Records for this task
┌────────
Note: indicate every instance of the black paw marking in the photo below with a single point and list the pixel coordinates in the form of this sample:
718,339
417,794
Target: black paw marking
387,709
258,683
└────────
Work to be completed
Copy all of the listing above exactly, please.

Solution for this exercise
Note: indicate every instance of the black paw marking in the photo below with a single point and list the pixel coordinates in the form of this sample:
718,339
417,794
Target: black paw marking
387,709
258,683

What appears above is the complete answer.